Problem statement: When you reach the line with "Produce the target's" in the data below, begin printing lines exactly, and stop once the line with "positive clicks: (142, 385)" has been printed.

Supplied data:
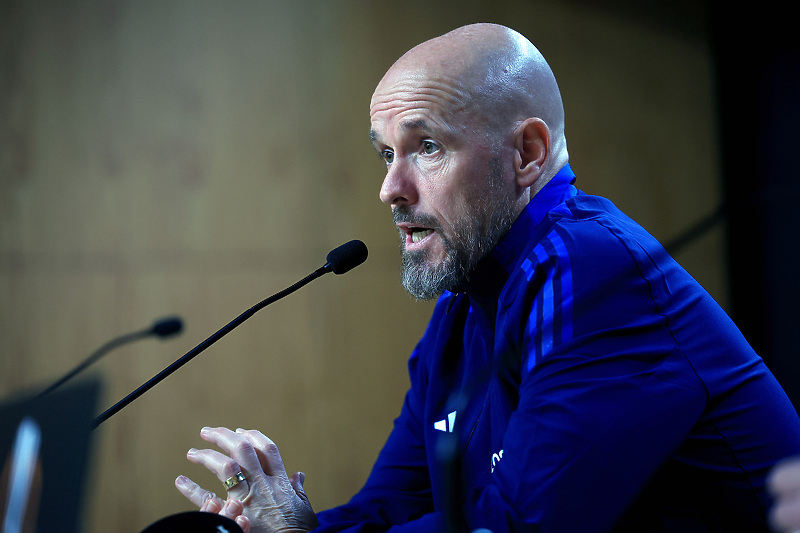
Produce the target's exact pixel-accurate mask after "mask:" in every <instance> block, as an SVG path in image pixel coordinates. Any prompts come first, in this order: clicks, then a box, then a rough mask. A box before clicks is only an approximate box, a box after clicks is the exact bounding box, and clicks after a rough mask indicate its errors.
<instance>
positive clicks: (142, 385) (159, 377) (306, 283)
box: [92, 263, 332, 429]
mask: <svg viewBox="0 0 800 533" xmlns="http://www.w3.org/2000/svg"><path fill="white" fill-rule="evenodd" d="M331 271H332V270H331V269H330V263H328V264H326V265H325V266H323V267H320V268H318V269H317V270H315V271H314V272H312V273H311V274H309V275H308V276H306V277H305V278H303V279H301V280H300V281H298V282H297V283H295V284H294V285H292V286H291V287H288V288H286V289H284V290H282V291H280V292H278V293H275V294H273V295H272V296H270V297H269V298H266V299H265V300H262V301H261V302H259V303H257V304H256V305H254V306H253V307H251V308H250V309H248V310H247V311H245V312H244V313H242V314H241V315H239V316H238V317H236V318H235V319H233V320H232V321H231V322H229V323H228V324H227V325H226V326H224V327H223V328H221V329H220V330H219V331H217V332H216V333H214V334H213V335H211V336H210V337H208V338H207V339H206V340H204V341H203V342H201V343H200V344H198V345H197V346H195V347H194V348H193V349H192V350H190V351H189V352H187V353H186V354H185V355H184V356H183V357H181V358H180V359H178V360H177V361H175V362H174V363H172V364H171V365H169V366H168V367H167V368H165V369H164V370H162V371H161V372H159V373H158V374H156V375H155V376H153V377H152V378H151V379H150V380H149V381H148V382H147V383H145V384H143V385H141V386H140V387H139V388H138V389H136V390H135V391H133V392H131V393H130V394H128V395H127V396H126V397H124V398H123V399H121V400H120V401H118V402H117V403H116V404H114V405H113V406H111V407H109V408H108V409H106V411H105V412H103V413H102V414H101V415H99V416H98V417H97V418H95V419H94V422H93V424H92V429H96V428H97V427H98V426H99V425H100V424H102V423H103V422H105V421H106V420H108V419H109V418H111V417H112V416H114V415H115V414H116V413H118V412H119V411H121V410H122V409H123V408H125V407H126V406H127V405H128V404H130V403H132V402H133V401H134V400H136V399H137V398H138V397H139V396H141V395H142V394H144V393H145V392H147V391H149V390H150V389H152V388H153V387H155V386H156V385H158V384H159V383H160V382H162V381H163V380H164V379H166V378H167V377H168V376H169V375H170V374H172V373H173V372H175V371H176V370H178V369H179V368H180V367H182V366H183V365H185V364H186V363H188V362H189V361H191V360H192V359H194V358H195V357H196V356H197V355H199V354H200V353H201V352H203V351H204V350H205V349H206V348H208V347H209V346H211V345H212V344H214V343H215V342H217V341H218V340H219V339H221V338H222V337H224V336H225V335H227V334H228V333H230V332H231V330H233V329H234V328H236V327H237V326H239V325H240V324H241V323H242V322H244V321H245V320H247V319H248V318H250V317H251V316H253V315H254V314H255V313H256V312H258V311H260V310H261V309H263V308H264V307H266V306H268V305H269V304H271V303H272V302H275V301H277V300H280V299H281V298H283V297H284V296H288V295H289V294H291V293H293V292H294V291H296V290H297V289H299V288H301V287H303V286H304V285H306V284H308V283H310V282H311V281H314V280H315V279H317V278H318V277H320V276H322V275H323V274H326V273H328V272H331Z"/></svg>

* * *

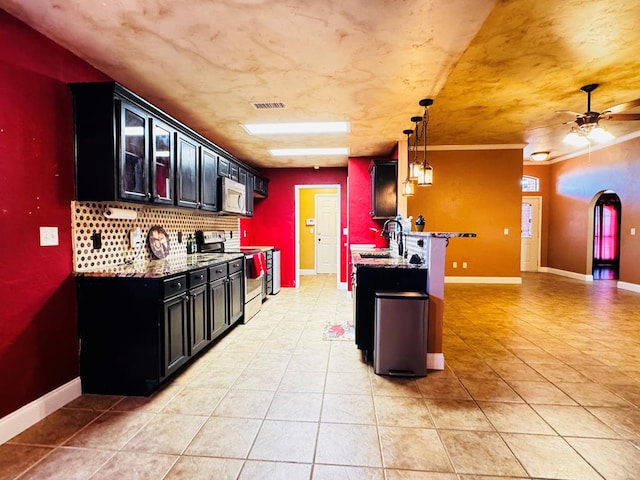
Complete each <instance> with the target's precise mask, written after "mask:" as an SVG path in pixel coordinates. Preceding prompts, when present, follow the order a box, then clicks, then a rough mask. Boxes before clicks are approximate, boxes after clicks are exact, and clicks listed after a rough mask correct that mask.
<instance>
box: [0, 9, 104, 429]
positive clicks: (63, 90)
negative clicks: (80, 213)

* * *

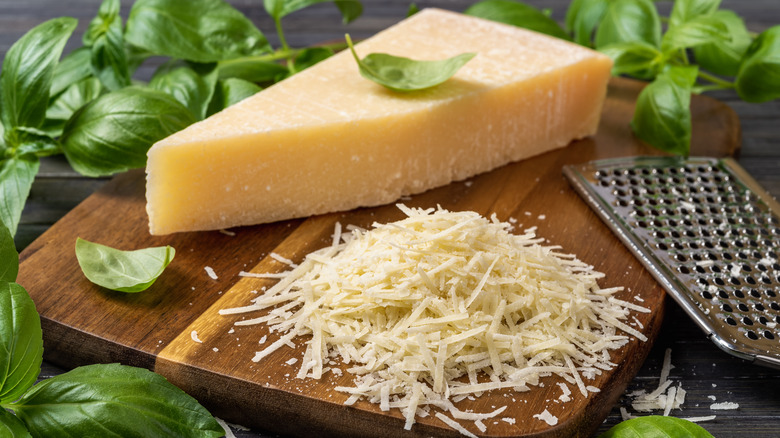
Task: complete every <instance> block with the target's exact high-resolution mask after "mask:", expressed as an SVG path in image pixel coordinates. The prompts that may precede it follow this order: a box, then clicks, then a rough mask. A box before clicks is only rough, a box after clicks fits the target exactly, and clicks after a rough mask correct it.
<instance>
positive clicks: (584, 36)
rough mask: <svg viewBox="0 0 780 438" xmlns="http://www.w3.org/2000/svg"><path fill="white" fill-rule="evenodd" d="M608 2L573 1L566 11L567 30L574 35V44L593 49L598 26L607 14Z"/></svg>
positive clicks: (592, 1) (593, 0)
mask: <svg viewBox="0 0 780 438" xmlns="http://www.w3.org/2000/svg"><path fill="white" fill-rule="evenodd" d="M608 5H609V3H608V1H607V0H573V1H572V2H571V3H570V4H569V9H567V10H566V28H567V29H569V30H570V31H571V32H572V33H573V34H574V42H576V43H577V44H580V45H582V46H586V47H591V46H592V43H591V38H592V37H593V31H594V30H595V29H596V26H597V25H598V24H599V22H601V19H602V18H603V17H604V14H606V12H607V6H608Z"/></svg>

Response to this task:
Produce the target's exact pixel-accurate mask after "mask:" in every <instance> block, as an SVG path in image pixel coordinates. Any prompts come first, in this order: clicks, then a box, then a rough mask. A box before clicks is only an approximate box, a box after clicks is the exact bounding box, and clicks after a rough mask indicate its errors.
<instance>
positive clicks: (142, 385) (159, 377) (306, 283)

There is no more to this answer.